** Page text **
* * * *

How To Talk To Your Child About The Hamas-Israel Conflict
Technology is ubiquitous, and as a result, our children are constantly being bombarded with information. Certainly, we as parents can do our best to make sure that the information our children view is age-appropriate, however, sometimes that’s not enough or sometimes the stories our children learn about are confusing and upsetting. While it’s one thing to roll up your sleeves to talk about the Taylor Swift and Travis Kelce romance with your 9-year-old daughter asking questions, discussing terrorism and conflict/war are much more complex subjects to manage.
As a child psychologist, I am perforce in the role of treating children with emotional, social and behavioral struggles, but there are times when larger societal issues can enter the therapy space, Hamas’s recent attack on Israel and the ensuing Hamas-Israel conflict is one of those times.
Many of my child and teen patients have broached the very tragic situation in Israel and Gaza with a heightened sense of anxiety. Children and teens have asked, “Why do those two countries hate each other so much?” and “It seems like World War III is going to happen?” and “Did you know that Hamas called for a Global Day of Jihad?” and “I get that Hamas was wrong to attack Israel, but now Israel is killing thousands of Palestinians.”
Incidentally, some of the parents I work with chose to keep their children home on the so-called Global Day of Jihad on October 13, fearing the possibility of terrorism here in the U.S.
And these questions are eerily similar to the questions that child patients asked of me in the wake of the 9/11 terrorist attacks in 2001, in the wake of the 2015 Paris terrorist attacks and at the start of the Russia-Ukraine war. That is because the need for safety and security is a very real human and universal need; and even more so for children who do not possess the internal resources—intellectual or emotional—to fully understand, make sense of or tolerate multifaceted topics such as terrorism or of conflict/war.
I offer the following recommendations to parents on how to talk to your children about the current situation.
1. Check your anxiety level before talking to your children about the Hamas-Israel conflict. Children can be very perceptive to how their parents are feeling, so make sure you are calm, reassuring and confident if and when you choose to discuss the topics of terrorism or conflict/war.

* * * *

** Tasks to carry out **
**a)** Reproduce the passage of the article on talking to children about the Hamas-Israel conflict, starting with "Incidentally, some of" and going on through "in the U.S.".
**b)** Carry the article on talking to children about the Hamas-Israel conflict forward from the point at which it stops.
The lines that follow this article are not needed for any of the work here.

** Dataset section **
* * * *

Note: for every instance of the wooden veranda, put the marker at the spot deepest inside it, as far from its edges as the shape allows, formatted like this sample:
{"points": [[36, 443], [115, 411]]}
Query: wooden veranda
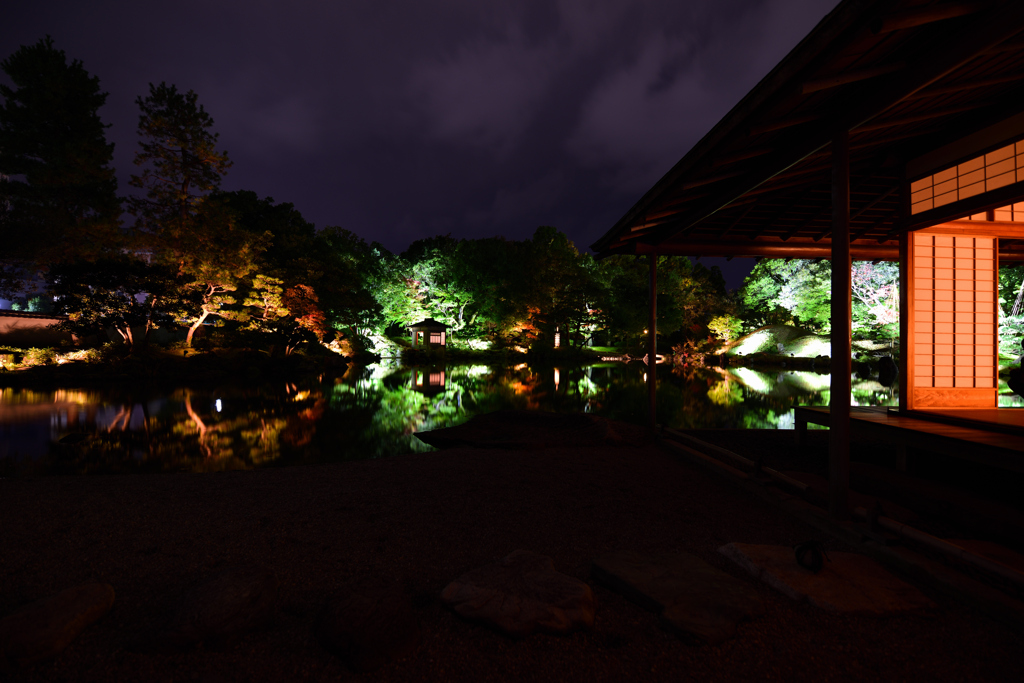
{"points": [[893, 131]]}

* * * *

** Answer set **
**a)**
Incidentally, some of the parents I work with chose to keep their children home on the so-called Global Day of Jihad on October 13, fearing the possibility of terrorism here in the U.S.

**b)**
2. Consider your audience when determining what you share or do not share with your children on the topics of war. Regardless of the concerning or upsetting information we as parents receive via the media, we must always be mindful of what our children are capable of handling before discussing things. Thus, your child’s age, maturity level and threshold for worry/anxiety are all things to consider before discussing terrorism or conflict/war.
Just as you would not discuss natural disasters or school shootings in the same way with 4, 8 or 16-year-old children due to developmental differences, you would not do the same for the topics of terrorism conflict/war with your children of varying ages.
3. Teach your children about terrorism and war. By educating your children about these topics, they will understand things better, which in turn will serve to decrease their anxiety. It is important to be clear and accurate with the information you share and keep your points and message simple. What does the acronym for Hamas mean? What is the history of the Israel and Palestine struggles? Perhaps you could find educational articles to read on the history of that region of the world you can read with your children.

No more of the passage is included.